#### Material provided
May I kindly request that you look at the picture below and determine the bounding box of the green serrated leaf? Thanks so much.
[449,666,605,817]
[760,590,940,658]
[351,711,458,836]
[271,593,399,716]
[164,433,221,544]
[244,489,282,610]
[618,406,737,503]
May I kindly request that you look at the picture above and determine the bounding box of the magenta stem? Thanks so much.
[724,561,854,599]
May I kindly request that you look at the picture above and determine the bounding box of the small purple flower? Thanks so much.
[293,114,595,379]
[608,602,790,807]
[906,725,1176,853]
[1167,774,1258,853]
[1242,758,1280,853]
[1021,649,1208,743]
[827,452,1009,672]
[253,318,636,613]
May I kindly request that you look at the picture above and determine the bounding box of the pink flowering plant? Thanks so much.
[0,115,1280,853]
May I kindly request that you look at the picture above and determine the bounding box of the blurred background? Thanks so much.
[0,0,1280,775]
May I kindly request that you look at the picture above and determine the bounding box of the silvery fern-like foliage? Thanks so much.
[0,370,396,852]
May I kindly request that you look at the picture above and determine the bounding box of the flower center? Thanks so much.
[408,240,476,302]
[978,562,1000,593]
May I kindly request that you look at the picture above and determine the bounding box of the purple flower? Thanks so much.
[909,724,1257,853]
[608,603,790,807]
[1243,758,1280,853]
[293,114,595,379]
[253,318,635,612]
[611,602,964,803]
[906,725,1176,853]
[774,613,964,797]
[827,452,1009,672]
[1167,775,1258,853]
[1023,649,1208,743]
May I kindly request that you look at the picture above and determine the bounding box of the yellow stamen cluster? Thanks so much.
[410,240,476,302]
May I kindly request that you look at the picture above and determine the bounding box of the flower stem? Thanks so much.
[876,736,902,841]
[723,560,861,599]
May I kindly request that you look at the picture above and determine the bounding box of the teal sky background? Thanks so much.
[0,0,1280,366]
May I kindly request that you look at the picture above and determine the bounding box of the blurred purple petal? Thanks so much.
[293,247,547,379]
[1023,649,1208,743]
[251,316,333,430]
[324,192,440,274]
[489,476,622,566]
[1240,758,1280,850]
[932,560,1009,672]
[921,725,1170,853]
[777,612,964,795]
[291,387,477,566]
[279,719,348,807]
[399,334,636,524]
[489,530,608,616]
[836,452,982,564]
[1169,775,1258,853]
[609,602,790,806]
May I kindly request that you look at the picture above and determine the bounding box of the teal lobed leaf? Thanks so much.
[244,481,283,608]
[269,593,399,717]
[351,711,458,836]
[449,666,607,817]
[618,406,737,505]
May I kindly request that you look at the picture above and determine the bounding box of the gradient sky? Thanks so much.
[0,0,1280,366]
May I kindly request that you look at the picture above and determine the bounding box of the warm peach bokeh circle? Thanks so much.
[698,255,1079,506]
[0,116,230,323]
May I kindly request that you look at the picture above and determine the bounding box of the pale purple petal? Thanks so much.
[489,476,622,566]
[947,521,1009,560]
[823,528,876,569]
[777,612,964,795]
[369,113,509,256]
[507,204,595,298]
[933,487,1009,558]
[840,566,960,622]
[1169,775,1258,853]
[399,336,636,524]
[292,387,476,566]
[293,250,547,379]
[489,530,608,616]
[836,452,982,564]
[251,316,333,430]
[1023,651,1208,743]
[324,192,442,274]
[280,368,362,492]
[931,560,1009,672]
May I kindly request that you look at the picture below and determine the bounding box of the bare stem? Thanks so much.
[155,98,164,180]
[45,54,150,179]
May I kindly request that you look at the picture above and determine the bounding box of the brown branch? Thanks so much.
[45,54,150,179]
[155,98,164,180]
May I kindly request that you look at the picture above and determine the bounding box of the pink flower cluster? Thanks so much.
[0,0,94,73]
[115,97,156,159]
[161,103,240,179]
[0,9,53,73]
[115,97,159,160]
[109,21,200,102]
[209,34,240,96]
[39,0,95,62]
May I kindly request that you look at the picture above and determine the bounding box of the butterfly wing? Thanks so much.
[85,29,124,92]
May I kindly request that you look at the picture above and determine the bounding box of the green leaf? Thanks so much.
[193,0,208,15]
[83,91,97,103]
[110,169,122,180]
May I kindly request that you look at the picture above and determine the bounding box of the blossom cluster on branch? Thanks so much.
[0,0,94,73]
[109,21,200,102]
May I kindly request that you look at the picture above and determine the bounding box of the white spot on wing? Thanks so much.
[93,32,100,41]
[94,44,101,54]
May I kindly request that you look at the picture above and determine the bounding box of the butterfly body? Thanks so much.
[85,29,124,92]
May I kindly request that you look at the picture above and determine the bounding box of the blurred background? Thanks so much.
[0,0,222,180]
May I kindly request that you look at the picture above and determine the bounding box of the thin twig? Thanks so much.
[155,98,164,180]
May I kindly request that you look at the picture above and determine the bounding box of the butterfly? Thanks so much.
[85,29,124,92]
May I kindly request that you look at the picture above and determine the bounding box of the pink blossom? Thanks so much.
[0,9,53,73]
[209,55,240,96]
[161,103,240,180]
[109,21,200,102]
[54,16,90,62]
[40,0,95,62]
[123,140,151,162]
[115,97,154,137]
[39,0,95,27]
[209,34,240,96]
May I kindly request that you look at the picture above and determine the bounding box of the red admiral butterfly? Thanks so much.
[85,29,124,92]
==
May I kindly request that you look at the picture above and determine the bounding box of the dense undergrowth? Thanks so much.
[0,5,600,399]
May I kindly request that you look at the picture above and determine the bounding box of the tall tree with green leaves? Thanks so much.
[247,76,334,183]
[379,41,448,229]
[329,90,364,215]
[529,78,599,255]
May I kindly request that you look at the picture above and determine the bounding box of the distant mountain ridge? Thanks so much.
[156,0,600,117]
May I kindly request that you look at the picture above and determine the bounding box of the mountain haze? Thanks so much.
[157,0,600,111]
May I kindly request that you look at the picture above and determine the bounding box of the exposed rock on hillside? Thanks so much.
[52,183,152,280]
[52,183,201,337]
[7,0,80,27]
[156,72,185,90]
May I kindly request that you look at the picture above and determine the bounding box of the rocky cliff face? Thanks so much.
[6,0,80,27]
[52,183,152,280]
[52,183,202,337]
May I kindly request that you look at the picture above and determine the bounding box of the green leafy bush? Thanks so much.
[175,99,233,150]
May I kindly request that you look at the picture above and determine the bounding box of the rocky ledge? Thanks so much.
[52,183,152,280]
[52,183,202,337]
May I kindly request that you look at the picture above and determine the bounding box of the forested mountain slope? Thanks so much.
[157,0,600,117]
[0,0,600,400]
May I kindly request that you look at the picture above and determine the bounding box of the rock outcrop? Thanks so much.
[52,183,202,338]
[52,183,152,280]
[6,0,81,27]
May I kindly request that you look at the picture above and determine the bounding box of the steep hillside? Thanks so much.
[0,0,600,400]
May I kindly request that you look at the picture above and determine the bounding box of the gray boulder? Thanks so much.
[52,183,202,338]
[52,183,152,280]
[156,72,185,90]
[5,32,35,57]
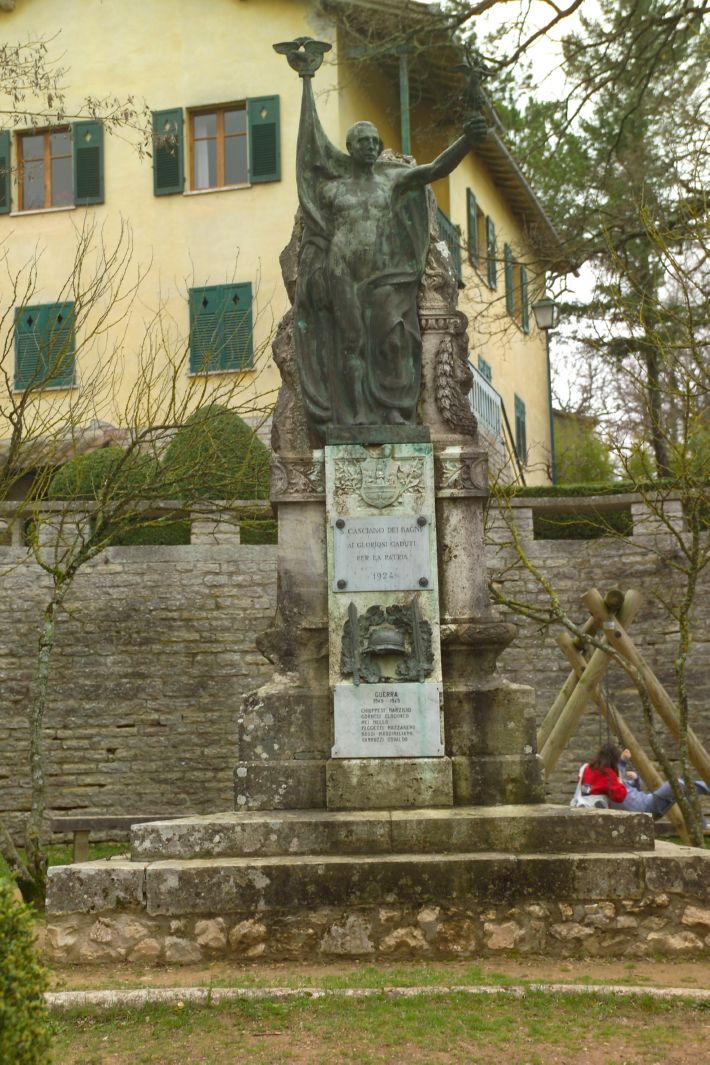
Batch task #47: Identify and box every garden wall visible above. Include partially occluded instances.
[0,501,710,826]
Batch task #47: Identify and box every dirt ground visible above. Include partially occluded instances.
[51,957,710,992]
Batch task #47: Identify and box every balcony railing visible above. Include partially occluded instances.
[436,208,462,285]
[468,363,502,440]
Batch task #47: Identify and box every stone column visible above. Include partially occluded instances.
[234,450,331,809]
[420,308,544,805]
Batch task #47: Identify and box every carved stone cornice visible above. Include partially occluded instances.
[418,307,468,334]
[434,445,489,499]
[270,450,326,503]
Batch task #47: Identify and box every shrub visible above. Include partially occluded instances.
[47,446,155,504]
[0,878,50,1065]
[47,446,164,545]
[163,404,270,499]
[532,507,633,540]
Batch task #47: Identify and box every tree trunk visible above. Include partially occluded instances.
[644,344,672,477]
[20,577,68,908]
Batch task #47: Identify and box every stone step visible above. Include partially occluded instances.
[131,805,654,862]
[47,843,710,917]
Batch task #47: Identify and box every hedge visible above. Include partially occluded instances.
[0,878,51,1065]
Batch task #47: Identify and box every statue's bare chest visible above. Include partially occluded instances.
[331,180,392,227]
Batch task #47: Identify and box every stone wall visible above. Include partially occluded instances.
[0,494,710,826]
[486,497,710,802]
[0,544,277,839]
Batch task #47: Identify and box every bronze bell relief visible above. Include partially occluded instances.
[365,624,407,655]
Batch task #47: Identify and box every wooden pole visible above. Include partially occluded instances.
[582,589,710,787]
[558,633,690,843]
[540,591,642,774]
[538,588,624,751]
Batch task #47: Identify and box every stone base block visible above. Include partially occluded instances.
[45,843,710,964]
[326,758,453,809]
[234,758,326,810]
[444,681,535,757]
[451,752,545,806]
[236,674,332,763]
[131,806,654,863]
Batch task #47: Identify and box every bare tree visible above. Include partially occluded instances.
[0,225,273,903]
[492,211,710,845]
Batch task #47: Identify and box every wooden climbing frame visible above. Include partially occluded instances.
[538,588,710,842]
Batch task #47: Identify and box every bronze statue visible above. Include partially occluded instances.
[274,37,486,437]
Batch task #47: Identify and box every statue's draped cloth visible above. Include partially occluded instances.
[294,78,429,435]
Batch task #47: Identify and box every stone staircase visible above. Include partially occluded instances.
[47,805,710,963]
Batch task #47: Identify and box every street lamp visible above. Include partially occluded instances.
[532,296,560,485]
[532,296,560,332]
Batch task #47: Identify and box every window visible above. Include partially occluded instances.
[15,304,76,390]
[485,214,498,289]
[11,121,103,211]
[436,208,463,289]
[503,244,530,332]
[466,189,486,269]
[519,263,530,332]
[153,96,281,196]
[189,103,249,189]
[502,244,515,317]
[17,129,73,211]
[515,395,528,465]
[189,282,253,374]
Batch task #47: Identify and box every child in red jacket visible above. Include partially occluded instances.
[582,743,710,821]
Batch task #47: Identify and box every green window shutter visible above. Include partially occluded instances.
---
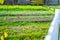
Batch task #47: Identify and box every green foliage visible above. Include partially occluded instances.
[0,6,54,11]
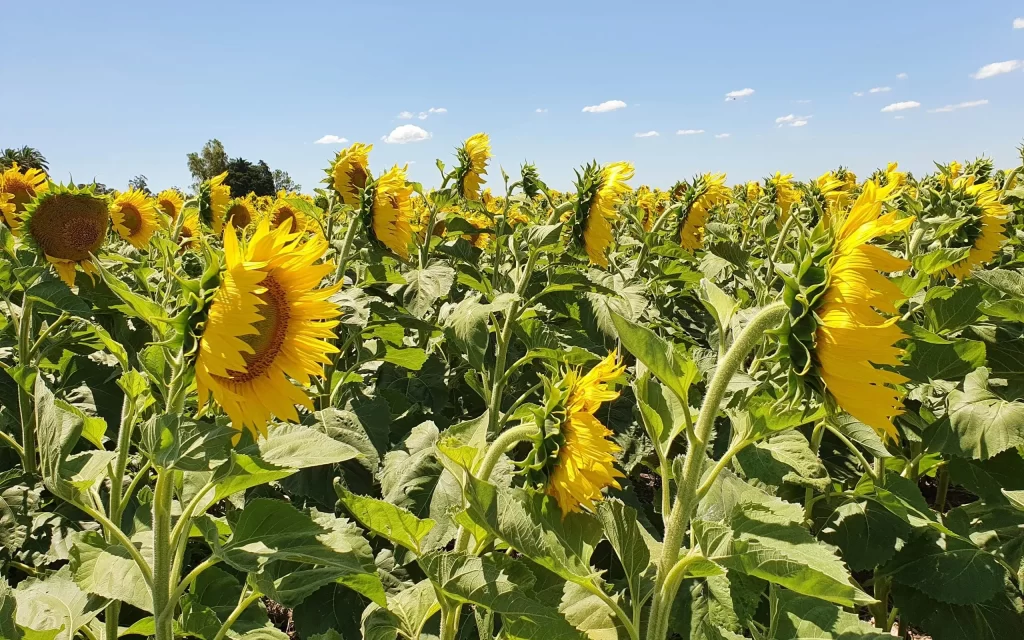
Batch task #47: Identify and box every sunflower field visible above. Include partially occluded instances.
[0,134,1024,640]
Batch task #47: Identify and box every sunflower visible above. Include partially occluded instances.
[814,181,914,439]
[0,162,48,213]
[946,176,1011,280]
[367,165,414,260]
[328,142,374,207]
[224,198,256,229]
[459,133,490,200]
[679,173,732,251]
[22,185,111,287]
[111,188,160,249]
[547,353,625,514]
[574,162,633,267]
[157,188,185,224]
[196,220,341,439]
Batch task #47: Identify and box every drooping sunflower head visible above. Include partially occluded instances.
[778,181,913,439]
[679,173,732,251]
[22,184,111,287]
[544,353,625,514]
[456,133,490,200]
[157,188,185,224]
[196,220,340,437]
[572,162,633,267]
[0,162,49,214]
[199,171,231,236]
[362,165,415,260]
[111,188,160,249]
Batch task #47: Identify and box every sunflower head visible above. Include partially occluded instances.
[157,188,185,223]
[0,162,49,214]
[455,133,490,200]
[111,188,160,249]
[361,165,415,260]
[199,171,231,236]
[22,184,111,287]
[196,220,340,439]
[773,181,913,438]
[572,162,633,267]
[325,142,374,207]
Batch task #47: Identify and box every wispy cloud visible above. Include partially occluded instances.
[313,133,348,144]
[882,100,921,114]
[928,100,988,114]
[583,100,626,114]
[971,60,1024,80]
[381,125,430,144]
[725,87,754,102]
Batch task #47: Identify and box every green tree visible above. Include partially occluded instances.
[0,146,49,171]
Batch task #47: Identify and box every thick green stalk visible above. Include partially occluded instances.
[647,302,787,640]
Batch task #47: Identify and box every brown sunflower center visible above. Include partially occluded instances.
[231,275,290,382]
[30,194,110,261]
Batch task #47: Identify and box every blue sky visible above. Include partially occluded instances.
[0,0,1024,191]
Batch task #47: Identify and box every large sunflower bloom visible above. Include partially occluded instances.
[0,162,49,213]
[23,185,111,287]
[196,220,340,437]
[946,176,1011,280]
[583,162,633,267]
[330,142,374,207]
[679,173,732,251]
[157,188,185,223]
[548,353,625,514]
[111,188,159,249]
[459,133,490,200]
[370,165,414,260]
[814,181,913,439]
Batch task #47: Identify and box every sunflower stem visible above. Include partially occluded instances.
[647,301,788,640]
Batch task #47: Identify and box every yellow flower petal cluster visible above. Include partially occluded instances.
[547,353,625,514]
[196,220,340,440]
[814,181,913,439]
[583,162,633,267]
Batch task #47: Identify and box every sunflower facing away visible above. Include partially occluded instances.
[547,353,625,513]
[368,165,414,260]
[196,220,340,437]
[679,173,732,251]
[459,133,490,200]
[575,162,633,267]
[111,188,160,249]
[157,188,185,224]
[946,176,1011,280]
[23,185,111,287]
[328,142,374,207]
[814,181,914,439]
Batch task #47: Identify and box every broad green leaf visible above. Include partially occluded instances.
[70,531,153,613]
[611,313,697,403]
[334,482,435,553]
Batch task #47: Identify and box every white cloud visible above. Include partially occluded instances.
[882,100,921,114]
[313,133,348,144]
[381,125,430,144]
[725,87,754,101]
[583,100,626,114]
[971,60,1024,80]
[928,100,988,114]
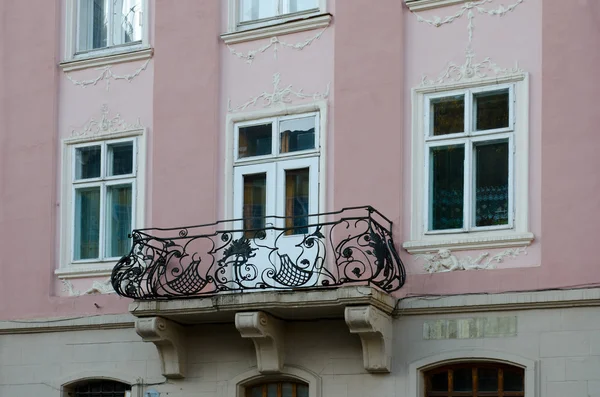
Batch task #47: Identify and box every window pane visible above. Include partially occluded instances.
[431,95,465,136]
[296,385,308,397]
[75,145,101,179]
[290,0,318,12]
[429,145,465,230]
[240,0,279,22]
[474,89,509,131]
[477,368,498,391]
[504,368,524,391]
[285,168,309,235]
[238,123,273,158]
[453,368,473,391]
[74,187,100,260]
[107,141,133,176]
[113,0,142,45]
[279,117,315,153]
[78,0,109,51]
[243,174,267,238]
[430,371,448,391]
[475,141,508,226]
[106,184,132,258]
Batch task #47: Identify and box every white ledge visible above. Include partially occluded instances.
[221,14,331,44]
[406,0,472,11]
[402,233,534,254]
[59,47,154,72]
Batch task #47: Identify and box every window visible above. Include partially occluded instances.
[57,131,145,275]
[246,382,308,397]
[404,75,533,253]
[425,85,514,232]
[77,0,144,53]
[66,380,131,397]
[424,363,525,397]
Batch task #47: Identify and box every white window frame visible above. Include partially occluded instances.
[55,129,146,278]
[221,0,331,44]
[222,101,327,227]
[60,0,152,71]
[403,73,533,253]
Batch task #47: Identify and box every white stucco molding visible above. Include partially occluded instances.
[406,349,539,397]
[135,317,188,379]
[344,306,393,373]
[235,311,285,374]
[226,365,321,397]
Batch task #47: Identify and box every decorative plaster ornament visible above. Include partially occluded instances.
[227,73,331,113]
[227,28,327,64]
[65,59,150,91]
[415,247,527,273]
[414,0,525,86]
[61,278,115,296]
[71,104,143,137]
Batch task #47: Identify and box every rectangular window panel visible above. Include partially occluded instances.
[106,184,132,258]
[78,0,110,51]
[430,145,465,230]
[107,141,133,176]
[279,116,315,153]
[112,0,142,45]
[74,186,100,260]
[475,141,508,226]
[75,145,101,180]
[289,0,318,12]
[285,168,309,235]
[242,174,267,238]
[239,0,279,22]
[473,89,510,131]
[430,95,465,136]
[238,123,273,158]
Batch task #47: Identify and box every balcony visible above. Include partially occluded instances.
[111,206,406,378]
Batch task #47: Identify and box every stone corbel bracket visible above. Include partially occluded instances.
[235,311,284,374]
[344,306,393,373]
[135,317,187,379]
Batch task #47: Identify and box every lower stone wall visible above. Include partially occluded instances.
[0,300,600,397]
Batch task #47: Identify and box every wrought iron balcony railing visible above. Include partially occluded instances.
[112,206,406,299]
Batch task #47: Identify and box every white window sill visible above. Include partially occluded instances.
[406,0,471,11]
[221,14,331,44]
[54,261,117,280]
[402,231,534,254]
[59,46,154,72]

#### Problem to work on
Reproduce the section that starts with the row containing "serrated leaf? Thanks so much." and ends with the row containing "[978,562,1000,593]", both included. Leave the request rows unchanged, multiply every bounding-box coordinate in the answer rows by 0.45 and round to whole numbers with halves going up, and return only those rows.

#### Answer to the task
May I kindly request that you look at the picture below and determine the bounding box of the green serrated leaf? Thanks so much.
[202,300,272,368]
[342,266,423,296]
[158,320,206,376]
[122,267,180,322]
[74,195,99,245]
[110,220,127,275]
[278,183,332,226]
May I kindly request that you look at the picture above and determine the bounding box of the magenta stem? Thanks so much.
[326,252,384,270]
May I kindly request that you look at the picture above and determine the bounding box of the small purple flower? Thanks so much.
[132,51,268,171]
[274,271,356,363]
[408,326,529,384]
[525,348,566,384]
[559,341,576,384]
[459,292,544,334]
[372,203,454,302]
[114,143,286,276]
May I kindly request that you look at the picture above and determine the bounding box of the pink flowering plant? Thanks so much.
[0,52,576,384]
May I kindly request that you look at the picture above and determine the bounding box of the blurred background? Thanks so much.
[0,0,576,349]
May I kindly request that you look at the picture above and determine the bounding box of the silvery fern-like foliage? Thanks so much.
[0,167,178,383]
May I kindly request that you look at the picture above and determine the bounding box of the flower center? Thanks so much.
[184,108,214,136]
[440,253,450,267]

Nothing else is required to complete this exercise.